Please work out how many lines in the records below include the word "logo", and reply with that number only.
___ GIVEN INFORMATION ___
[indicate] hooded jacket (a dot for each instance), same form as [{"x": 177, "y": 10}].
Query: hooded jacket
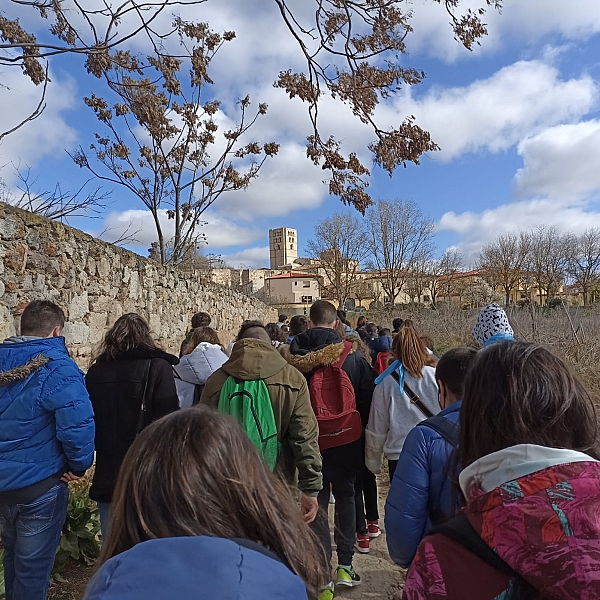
[
  {"x": 539, "y": 509},
  {"x": 421, "y": 491},
  {"x": 195, "y": 368},
  {"x": 296, "y": 423},
  {"x": 46, "y": 419},
  {"x": 321, "y": 347},
  {"x": 116, "y": 389},
  {"x": 194, "y": 568}
]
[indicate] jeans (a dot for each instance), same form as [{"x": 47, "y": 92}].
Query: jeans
[
  {"x": 104, "y": 510},
  {"x": 30, "y": 534},
  {"x": 345, "y": 520},
  {"x": 365, "y": 485}
]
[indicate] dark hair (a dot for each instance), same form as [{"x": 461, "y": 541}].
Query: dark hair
[
  {"x": 196, "y": 473},
  {"x": 408, "y": 349},
  {"x": 452, "y": 369},
  {"x": 273, "y": 331},
  {"x": 201, "y": 320},
  {"x": 520, "y": 393},
  {"x": 40, "y": 317},
  {"x": 298, "y": 324},
  {"x": 128, "y": 332},
  {"x": 323, "y": 313},
  {"x": 201, "y": 334}
]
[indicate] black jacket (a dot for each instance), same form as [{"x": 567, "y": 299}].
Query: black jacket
[
  {"x": 116, "y": 389},
  {"x": 319, "y": 347}
]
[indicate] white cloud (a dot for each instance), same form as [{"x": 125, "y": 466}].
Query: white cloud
[
  {"x": 47, "y": 134},
  {"x": 497, "y": 113},
  {"x": 253, "y": 258}
]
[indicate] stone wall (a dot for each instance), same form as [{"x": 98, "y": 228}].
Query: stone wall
[{"x": 95, "y": 283}]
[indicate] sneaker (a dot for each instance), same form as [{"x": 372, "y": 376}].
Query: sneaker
[
  {"x": 362, "y": 543},
  {"x": 347, "y": 576},
  {"x": 373, "y": 527},
  {"x": 326, "y": 593}
]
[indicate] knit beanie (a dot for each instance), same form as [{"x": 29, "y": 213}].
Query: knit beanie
[{"x": 492, "y": 322}]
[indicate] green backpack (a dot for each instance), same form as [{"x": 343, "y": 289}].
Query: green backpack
[{"x": 249, "y": 402}]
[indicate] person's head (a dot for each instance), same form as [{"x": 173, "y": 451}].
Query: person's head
[
  {"x": 196, "y": 473},
  {"x": 274, "y": 332},
  {"x": 407, "y": 348},
  {"x": 128, "y": 332},
  {"x": 451, "y": 372},
  {"x": 298, "y": 324},
  {"x": 201, "y": 334},
  {"x": 397, "y": 323},
  {"x": 42, "y": 318},
  {"x": 323, "y": 314},
  {"x": 520, "y": 393},
  {"x": 201, "y": 320}
]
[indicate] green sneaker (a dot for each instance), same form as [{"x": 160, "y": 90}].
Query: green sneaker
[
  {"x": 327, "y": 593},
  {"x": 347, "y": 576}
]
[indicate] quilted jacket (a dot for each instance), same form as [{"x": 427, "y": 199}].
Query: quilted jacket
[
  {"x": 421, "y": 492},
  {"x": 46, "y": 418}
]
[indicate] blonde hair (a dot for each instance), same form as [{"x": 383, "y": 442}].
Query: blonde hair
[{"x": 408, "y": 349}]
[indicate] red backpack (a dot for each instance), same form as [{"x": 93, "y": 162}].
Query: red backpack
[{"x": 333, "y": 400}]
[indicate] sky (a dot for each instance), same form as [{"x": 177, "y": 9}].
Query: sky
[{"x": 517, "y": 121}]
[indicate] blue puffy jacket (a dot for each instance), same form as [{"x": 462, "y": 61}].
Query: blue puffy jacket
[
  {"x": 46, "y": 418},
  {"x": 420, "y": 489},
  {"x": 194, "y": 568}
]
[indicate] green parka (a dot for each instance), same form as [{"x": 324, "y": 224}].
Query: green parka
[{"x": 296, "y": 422}]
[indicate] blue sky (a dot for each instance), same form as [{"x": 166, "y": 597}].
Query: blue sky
[{"x": 517, "y": 120}]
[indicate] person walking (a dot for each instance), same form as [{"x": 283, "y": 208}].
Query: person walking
[
  {"x": 46, "y": 440},
  {"x": 131, "y": 384},
  {"x": 529, "y": 450},
  {"x": 406, "y": 394},
  {"x": 327, "y": 360},
  {"x": 200, "y": 359},
  {"x": 198, "y": 516}
]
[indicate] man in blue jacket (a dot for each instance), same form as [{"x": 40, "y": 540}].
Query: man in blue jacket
[
  {"x": 422, "y": 493},
  {"x": 46, "y": 440}
]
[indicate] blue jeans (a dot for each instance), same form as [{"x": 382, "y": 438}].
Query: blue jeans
[
  {"x": 104, "y": 510},
  {"x": 30, "y": 534}
]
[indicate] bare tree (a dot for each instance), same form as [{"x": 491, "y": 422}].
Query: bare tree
[
  {"x": 353, "y": 52},
  {"x": 338, "y": 244},
  {"x": 584, "y": 262},
  {"x": 54, "y": 203},
  {"x": 504, "y": 260},
  {"x": 398, "y": 235},
  {"x": 172, "y": 166}
]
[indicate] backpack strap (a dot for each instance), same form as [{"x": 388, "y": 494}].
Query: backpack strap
[
  {"x": 460, "y": 530},
  {"x": 344, "y": 355},
  {"x": 446, "y": 428}
]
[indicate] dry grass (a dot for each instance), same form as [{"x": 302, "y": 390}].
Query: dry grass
[{"x": 573, "y": 333}]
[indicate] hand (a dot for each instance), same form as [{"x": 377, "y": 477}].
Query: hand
[{"x": 309, "y": 507}]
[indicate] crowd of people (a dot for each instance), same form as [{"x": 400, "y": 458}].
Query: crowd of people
[{"x": 215, "y": 471}]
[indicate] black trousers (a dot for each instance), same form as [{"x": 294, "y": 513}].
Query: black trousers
[{"x": 365, "y": 498}]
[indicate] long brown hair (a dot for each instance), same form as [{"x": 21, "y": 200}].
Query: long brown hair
[
  {"x": 408, "y": 349},
  {"x": 520, "y": 393},
  {"x": 128, "y": 332},
  {"x": 201, "y": 334},
  {"x": 195, "y": 472}
]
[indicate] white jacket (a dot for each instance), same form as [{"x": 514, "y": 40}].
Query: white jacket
[
  {"x": 195, "y": 368},
  {"x": 393, "y": 415}
]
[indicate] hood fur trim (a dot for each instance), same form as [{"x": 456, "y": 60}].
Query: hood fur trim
[
  {"x": 306, "y": 363},
  {"x": 23, "y": 371}
]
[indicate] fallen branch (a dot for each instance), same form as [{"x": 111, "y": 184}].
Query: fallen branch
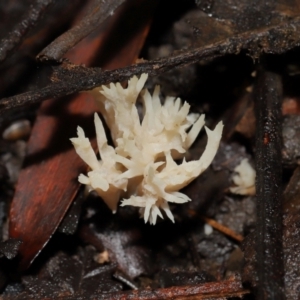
[{"x": 275, "y": 39}]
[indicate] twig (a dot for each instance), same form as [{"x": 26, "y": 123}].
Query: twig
[
  {"x": 15, "y": 37},
  {"x": 276, "y": 39},
  {"x": 101, "y": 11},
  {"x": 207, "y": 291},
  {"x": 269, "y": 254}
]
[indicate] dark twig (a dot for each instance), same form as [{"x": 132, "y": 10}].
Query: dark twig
[
  {"x": 15, "y": 37},
  {"x": 210, "y": 290},
  {"x": 281, "y": 37},
  {"x": 269, "y": 253},
  {"x": 101, "y": 11}
]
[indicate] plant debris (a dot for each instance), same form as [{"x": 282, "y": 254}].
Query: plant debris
[{"x": 236, "y": 61}]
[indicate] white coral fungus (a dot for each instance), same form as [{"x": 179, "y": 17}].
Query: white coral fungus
[{"x": 141, "y": 167}]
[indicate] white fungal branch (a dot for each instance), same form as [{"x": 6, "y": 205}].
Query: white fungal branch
[
  {"x": 141, "y": 167},
  {"x": 244, "y": 179}
]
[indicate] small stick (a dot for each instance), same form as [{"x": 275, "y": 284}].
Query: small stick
[
  {"x": 269, "y": 252},
  {"x": 274, "y": 39},
  {"x": 15, "y": 37}
]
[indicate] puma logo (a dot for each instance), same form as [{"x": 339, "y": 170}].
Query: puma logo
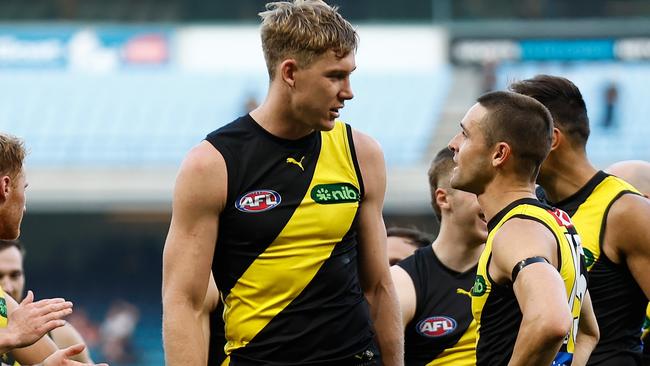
___
» EXERCISE RESPONSE
2